*** Data listing
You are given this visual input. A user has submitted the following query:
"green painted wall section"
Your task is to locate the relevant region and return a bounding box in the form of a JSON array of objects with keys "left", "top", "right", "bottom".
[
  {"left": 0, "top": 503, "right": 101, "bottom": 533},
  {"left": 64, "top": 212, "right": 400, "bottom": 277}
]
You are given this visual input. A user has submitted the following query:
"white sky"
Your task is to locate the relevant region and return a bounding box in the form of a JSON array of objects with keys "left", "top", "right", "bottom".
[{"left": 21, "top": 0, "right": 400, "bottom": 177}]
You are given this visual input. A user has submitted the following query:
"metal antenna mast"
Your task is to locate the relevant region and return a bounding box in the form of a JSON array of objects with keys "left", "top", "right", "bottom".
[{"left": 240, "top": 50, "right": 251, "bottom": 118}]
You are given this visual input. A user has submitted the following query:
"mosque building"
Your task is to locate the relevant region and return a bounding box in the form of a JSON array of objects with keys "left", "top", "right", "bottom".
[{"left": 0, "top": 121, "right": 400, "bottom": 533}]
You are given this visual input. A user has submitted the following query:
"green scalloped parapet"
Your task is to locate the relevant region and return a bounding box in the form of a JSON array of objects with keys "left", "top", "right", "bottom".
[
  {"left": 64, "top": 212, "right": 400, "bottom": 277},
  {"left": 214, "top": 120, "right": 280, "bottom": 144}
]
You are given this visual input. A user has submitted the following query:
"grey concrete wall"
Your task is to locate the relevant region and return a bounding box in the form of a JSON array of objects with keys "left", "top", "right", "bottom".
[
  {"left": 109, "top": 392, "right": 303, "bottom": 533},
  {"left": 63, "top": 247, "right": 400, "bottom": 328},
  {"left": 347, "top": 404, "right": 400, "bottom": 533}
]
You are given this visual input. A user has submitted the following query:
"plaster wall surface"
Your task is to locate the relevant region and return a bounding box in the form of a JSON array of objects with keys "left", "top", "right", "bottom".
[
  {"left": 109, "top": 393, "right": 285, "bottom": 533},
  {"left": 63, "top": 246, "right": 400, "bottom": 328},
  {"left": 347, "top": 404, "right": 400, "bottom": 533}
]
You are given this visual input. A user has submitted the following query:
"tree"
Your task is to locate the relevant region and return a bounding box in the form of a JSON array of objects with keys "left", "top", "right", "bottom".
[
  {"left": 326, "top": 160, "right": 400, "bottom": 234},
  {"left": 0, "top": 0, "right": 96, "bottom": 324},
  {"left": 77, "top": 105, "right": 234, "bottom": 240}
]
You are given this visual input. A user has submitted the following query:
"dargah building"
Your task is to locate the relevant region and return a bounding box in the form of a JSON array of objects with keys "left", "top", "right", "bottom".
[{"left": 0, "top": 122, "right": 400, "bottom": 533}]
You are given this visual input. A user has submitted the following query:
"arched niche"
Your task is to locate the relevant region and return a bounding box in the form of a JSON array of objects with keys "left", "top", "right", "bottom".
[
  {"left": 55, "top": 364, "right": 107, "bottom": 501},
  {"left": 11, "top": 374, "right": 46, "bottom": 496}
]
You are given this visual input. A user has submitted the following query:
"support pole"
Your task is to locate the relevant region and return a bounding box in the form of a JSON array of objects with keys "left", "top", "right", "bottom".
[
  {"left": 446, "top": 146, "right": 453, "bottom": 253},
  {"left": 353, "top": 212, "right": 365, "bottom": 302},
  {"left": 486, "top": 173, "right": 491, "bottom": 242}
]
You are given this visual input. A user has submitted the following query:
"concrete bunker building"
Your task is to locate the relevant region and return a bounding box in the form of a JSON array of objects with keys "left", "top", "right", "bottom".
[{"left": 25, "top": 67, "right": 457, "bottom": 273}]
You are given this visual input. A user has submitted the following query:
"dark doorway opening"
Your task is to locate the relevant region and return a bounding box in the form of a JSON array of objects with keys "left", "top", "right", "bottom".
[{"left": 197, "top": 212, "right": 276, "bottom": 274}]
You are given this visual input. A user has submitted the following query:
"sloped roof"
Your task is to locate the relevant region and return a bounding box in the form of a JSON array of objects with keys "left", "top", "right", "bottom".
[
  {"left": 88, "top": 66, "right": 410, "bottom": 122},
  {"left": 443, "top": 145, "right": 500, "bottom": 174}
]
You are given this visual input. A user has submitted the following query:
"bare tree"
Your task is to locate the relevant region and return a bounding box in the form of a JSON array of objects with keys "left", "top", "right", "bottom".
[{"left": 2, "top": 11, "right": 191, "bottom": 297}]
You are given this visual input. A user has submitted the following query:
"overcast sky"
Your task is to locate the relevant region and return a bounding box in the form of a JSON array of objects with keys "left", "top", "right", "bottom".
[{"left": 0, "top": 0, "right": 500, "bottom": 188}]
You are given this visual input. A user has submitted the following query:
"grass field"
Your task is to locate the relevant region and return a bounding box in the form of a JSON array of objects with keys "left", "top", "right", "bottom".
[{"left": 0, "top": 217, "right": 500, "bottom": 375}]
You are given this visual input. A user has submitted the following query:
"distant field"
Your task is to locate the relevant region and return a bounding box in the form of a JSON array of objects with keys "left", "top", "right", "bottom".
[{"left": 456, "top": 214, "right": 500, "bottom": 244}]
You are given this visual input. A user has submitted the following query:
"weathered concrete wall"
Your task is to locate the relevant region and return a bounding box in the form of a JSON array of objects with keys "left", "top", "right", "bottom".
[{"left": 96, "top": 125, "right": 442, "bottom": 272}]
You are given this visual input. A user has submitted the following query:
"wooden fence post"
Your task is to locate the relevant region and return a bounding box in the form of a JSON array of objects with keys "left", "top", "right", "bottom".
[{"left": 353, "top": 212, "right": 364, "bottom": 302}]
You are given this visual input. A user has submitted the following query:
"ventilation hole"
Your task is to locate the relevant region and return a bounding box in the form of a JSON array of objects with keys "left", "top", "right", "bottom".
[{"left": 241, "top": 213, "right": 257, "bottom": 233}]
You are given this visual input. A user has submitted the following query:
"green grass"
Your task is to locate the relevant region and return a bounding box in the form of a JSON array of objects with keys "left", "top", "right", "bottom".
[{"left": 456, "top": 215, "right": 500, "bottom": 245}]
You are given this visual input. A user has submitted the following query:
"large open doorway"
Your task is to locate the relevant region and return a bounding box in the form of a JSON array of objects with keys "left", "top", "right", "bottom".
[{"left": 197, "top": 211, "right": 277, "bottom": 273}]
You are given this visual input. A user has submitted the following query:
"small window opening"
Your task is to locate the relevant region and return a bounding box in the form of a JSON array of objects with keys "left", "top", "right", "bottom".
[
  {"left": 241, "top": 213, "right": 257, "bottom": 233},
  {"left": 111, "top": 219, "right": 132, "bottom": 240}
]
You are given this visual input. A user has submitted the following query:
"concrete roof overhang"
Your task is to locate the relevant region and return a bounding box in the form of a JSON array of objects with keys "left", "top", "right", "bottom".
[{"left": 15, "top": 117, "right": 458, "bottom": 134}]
******
Objective: Transcribe the whole listing exactly.

Output of the exercise:
You are given this visual input. A user has submitted the following query:
"green painted wall section"
Your task is to locate the relevant region and return a bounding box in the form of a JSON array of objects with keys "left", "top", "right", "bottom".
[
  {"left": 0, "top": 503, "right": 101, "bottom": 533},
  {"left": 64, "top": 212, "right": 400, "bottom": 277}
]
You are given this visual input. A user has submitted the following query:
"white sky"
Your task is to locate the relevant region and return a bounding box in the form of a JSON array of objects with keys "left", "top", "right", "bottom".
[{"left": 21, "top": 0, "right": 400, "bottom": 177}]
You are given this visual input. A user has submitted the following query:
"metal antenna mast"
Your task is to locate the relevant region and return a bounding box in the form of a JSON array of objects with keys "left", "top", "right", "bottom".
[{"left": 240, "top": 50, "right": 251, "bottom": 118}]
You are given this visual input. A user has submitted the following query:
"mosque building"
Your task is to locate the relevant region and return a bounding box in the form of a JSON array of objects with keys "left", "top", "right", "bottom".
[{"left": 0, "top": 121, "right": 400, "bottom": 533}]
You are given this visual input. A user has submitted the following query:
"green scalloped parapet"
Your task is to locate the relevant region and return a bounding box in the form of a JSON array of objects with keys "left", "top", "right", "bottom".
[
  {"left": 64, "top": 212, "right": 400, "bottom": 277},
  {"left": 214, "top": 120, "right": 280, "bottom": 144}
]
You are given this visual input. A user has submitted the following query:
"grey concrete wall"
Your task is to locate the relevant region and return a bounding box in the form of a JSON array of objects with keys "left", "top", "right", "bottom".
[
  {"left": 109, "top": 392, "right": 303, "bottom": 533},
  {"left": 63, "top": 247, "right": 400, "bottom": 328},
  {"left": 347, "top": 404, "right": 400, "bottom": 533}
]
You are given this visual input. A user has submitted the following query:
"plaster wall surface"
Your task is to locate the relevant region and return a bounding box in the form of a JSON array of objects with keys "left", "top", "right", "bottom".
[
  {"left": 109, "top": 393, "right": 285, "bottom": 533},
  {"left": 63, "top": 246, "right": 400, "bottom": 328},
  {"left": 347, "top": 404, "right": 400, "bottom": 533}
]
You are given this visual input. A user has submitted the following query:
"tree"
Your task is to locate the relevant region and return a bounding box in the form of a JSON array of objects with keys "left", "top", "right", "bottom".
[
  {"left": 326, "top": 160, "right": 400, "bottom": 234},
  {"left": 0, "top": 0, "right": 96, "bottom": 324},
  {"left": 77, "top": 105, "right": 234, "bottom": 240}
]
You are given this visual input. A user has submitted the following query:
"dargah building"
Your task is to locate the relevant region and return a bounding box in the form of a JSON array of objects with keys "left", "top", "right", "bottom".
[{"left": 0, "top": 122, "right": 400, "bottom": 533}]
You are given this visual input. A user has submitted the following query:
"arched niche"
Your task is to locate the relevant region and return a bounding box in the form of a JSON array of objects with keys "left", "top", "right", "bottom".
[
  {"left": 55, "top": 364, "right": 107, "bottom": 501},
  {"left": 11, "top": 374, "right": 46, "bottom": 496}
]
You are given this visual input. A user has submitted the following query:
"support pole"
Your task is to locate the relevant region and return a bounding box in the form of a JSON array of objects with keys "left", "top", "right", "bottom".
[
  {"left": 446, "top": 146, "right": 453, "bottom": 253},
  {"left": 353, "top": 212, "right": 365, "bottom": 302},
  {"left": 486, "top": 173, "right": 491, "bottom": 242}
]
You are given this visual input. A user has submitted the following query:
"concrete bunker building"
Your task is to locate the relevant region and return a bounding box in the form of a JSON array of objects with keys "left", "top", "right", "bottom".
[{"left": 25, "top": 67, "right": 457, "bottom": 273}]
You are given this visual input. A user has submitted the following query:
"dark doorway opening"
Your task is to locate the relevant region and return a bounding box in the form of a JSON array of objects with keys "left", "top", "right", "bottom".
[{"left": 197, "top": 212, "right": 276, "bottom": 274}]
You are given this visual input. A user has submitted the following query:
"sloped roof"
Your task is to locate the relevant region and return a bounding box in the form of a JSON array of objects with keys "left", "top", "right", "bottom".
[
  {"left": 88, "top": 66, "right": 410, "bottom": 122},
  {"left": 443, "top": 145, "right": 500, "bottom": 174}
]
You are given this visual input. A user has submitted the following query:
"bare tree"
Your task is to locate the relevant region and return a bounding box in the form of a JSON array of objects with keys "left", "top", "right", "bottom".
[{"left": 2, "top": 11, "right": 191, "bottom": 297}]
You are given this visual input. A user has submitted the following query:
"overcast sky"
Your task is to locate the relevant region and return a bounding box in the form of a JSON array of objects with keys "left", "top", "right", "bottom".
[{"left": 0, "top": 0, "right": 500, "bottom": 188}]
You are given this visual input. A user has submitted the following query:
"grass field"
Your task is to locate the relevant region and return a bounding box in the form of a JSON array of objects with keys "left", "top", "right", "bottom".
[{"left": 0, "top": 217, "right": 500, "bottom": 375}]
You are given this visual input. A user has submitted the following query:
"distant field"
Your task is to locate the relevant region and return a bounding box in the form of a JSON array of objects with keys "left", "top", "right", "bottom".
[{"left": 456, "top": 214, "right": 500, "bottom": 244}]
You are given this visual input. A user has submitted the following query:
"weathered concrete wall"
Your task is to locate the relevant region and return a bounding box in the form of a JSON array of objects with keys "left", "top", "right", "bottom".
[{"left": 96, "top": 125, "right": 442, "bottom": 272}]
You are given this visual input. A user has submitted the following query:
"wooden fence post"
Your task is to locate the relevant region and return a bounding box in the form of a JSON array of objects with keys "left", "top", "right", "bottom".
[{"left": 353, "top": 212, "right": 364, "bottom": 302}]
You are given this visual input. A user has submitted the following query:
"ventilation hole"
Your task is to locate the relevant region and return a bounding box in the form of a JSON array of objects with keys "left", "top", "right", "bottom".
[{"left": 241, "top": 213, "right": 257, "bottom": 233}]
You are given this visual input. A user has submitted the following query:
"green grass"
Your task is to locate the relevant region and return a bounding box in the form of a JSON array of objects with keys "left", "top", "right", "bottom".
[{"left": 456, "top": 215, "right": 500, "bottom": 245}]
You are given this visual input. A user has submitted the following query:
"large open doorway"
Your task is to locate the relevant region and return a bounding box in the form of a JSON array of objects with keys "left", "top", "right", "bottom".
[{"left": 197, "top": 211, "right": 277, "bottom": 273}]
You are given this visual input. A user has submitted the following query:
"small window opening"
Your task is to locate the relevant region and return a bounding box in the form of a JSON array of objects with keys "left", "top", "right", "bottom".
[
  {"left": 241, "top": 213, "right": 257, "bottom": 233},
  {"left": 111, "top": 219, "right": 132, "bottom": 240}
]
You are given this visual input. A user has submitted the following query:
"concrete roof overhang"
Your task is to locate the relevant region and return a bounding box in the form of a JSON array of objects with keys "left", "top", "right", "bottom".
[{"left": 15, "top": 117, "right": 458, "bottom": 134}]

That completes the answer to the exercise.